Information given -
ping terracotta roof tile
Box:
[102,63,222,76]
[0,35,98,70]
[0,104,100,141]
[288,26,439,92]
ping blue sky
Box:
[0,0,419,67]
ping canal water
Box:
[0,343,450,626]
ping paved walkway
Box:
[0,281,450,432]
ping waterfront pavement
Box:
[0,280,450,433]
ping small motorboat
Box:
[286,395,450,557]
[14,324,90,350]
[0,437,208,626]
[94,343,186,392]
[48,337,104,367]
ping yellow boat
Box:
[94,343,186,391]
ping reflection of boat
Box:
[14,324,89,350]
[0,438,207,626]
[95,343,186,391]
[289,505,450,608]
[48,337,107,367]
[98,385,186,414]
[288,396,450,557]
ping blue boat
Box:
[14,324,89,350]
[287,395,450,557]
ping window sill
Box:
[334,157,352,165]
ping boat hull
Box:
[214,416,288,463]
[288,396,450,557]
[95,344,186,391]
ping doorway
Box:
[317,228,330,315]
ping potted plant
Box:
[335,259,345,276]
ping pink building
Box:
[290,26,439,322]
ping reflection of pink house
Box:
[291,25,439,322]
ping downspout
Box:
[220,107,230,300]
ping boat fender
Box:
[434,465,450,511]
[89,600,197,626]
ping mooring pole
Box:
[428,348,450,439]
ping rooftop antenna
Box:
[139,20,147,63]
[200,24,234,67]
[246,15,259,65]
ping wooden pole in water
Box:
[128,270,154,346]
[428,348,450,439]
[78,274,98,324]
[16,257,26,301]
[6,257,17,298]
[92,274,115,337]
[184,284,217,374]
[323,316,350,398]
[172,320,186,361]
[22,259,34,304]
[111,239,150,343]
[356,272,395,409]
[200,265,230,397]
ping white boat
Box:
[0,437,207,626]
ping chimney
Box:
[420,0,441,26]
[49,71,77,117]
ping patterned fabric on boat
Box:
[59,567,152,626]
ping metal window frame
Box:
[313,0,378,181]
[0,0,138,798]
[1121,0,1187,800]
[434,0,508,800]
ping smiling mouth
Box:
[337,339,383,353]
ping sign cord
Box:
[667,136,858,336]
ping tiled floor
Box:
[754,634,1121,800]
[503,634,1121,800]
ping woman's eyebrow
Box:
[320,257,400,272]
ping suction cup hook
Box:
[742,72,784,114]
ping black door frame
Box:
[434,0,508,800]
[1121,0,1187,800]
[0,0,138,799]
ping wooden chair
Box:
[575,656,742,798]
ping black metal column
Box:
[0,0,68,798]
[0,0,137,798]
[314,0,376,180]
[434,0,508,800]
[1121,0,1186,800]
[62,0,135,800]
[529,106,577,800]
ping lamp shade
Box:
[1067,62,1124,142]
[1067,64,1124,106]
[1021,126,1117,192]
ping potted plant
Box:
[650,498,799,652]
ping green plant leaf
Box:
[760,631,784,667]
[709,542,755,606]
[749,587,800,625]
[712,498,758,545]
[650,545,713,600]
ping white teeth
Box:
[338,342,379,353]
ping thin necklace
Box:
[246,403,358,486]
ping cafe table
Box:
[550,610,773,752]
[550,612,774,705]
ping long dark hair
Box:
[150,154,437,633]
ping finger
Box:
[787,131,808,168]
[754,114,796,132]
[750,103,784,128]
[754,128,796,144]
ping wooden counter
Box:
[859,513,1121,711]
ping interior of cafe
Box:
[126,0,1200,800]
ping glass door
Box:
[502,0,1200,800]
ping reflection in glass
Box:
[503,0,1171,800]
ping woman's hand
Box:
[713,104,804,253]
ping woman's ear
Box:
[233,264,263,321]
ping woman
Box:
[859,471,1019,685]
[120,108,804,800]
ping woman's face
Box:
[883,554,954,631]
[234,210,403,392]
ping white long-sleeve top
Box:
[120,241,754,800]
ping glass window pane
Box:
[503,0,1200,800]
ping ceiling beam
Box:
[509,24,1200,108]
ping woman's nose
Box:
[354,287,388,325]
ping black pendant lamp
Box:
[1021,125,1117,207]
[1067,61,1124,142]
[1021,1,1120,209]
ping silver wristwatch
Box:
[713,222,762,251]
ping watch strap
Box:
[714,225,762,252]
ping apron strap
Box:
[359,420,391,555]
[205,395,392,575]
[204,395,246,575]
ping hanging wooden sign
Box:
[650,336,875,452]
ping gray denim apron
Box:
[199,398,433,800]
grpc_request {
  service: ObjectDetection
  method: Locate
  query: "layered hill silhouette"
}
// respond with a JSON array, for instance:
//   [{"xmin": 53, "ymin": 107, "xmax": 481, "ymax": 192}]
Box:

Task to carry out - Rewrite all the records above, switching every "Box" to "Region" and keeping everything else the same.

Answer to the task -
ping terracotta roof tile
Region:
[102,63,222,76]
[0,35,98,70]
[0,104,100,141]
[288,26,439,92]
ping blue sky
Region:
[0,0,419,67]
ping canal water
Region:
[0,343,450,626]
ping paved walkway
Region:
[0,281,450,432]
ping waterfront pavement
Region:
[0,280,450,433]
ping small motorboat
Region:
[286,395,450,557]
[14,324,90,350]
[0,437,208,626]
[94,343,186,392]
[48,337,104,367]
ping yellow boat
Region:
[94,343,186,391]
ping reflection of boat
Region:
[14,324,89,350]
[0,438,207,626]
[95,343,186,391]
[289,505,450,608]
[48,337,107,367]
[98,385,186,414]
[288,396,450,557]
ping blue boat
Region:
[14,324,89,350]
[287,395,450,557]
ping window sill
Region:
[334,157,352,165]
ping boat hull
Region:
[214,416,288,463]
[288,396,450,557]
[95,344,186,391]
ping doorway
Region:
[317,228,330,315]
ping potted plant
Region:
[335,259,345,276]
ping pink building
Region:
[290,26,439,322]
ping reflection of pink house
Region:
[291,25,439,322]
ping downspout
Region:
[220,107,230,300]
ping boat fender
Region:
[434,465,450,511]
[89,600,197,626]
ping mooring pole
Region:
[428,348,450,439]
ping rooftop antenna
Region:
[139,20,147,63]
[200,24,234,67]
[246,15,259,65]
ping wooden pole in water
Region:
[128,270,154,346]
[428,348,450,439]
[78,274,98,324]
[16,257,26,301]
[6,257,17,298]
[92,274,115,337]
[184,284,217,374]
[323,316,350,398]
[172,320,186,361]
[22,259,34,304]
[111,239,150,343]
[356,272,395,409]
[200,265,230,397]
ping white boat
Region:
[0,437,207,626]
ping chimney
Region:
[420,0,441,26]
[49,71,77,117]
ping patterned fabric on boat
Region:
[59,567,152,626]
ping metal window frame
Region:
[313,0,378,181]
[0,0,138,798]
[1121,0,1187,800]
[434,0,508,800]
ping smiling mouth
Region:
[337,339,383,353]
ping sign cord
Region:
[667,136,858,336]
ping tiled floor
Region:
[754,634,1121,800]
[503,634,1121,800]
ping woman's eyebrow
Region:
[320,257,400,272]
ping suction cup hook
Region:
[742,72,784,114]
ping black door frame
Region:
[434,0,508,800]
[1121,0,1187,800]
[0,0,138,799]
ping wooden chair
Region:
[575,656,742,798]
ping black metal column
Region:
[0,0,68,798]
[0,0,137,798]
[314,0,376,180]
[434,0,508,800]
[1121,0,1186,800]
[62,0,135,800]
[529,106,577,800]
ping lamp shade
Region:
[1067,62,1124,142]
[1067,64,1124,106]
[1021,126,1117,192]
ping potted plant
Region:
[650,498,799,652]
ping green plant leaf
Region:
[760,631,784,667]
[709,542,755,606]
[749,587,800,625]
[712,498,758,545]
[650,545,713,600]
ping white teeth
Region:
[338,342,379,353]
ping thin necklace
Region:
[246,403,358,486]
ping cafe table
Region:
[550,610,773,752]
[550,612,774,705]
ping long dark hair
Region:
[150,154,437,633]
ping finger
Region:
[787,131,808,168]
[754,114,796,132]
[750,103,784,128]
[754,128,796,144]
ping wooden counter
Region:
[859,513,1121,711]
ping interior of cafe
Region:
[126,0,1200,800]
ping glass door
Region:
[502,0,1200,800]
ping reflection in glass
Region:
[503,0,1171,800]
ping woman's hand
Region:
[713,104,804,253]
ping woman's ear
Region:
[233,264,263,321]
ping woman
Region:
[859,471,1019,685]
[120,108,804,800]
ping woman's face
Region:
[883,554,954,631]
[234,210,403,392]
ping white long-sleeve top
Region:
[120,241,754,800]
ping glass window pane
Region:
[503,0,1200,800]
ping ceiling beam
Region:
[509,24,1200,108]
ping woman's nose
Region:
[354,287,388,325]
ping black pendant lamp
Region:
[1021,125,1117,207]
[1067,61,1124,142]
[1021,1,1120,209]
ping silver wristwatch
Region:
[713,222,762,251]
ping watch strap
Region:
[714,225,762,252]
ping apron strap
Region:
[359,420,391,555]
[205,395,392,575]
[204,395,246,575]
ping hanging wooden sign
Region:
[650,336,875,452]
ping gray denim apron
Region:
[199,398,433,800]
grpc_request {
  service: ObjectDetection
  method: Locate
  query: "layered hill silhouette"
}
// respond with a JSON array, for instance:
//   [{"xmin": 53, "ymin": 107, "xmax": 481, "ymax": 192}]
Region:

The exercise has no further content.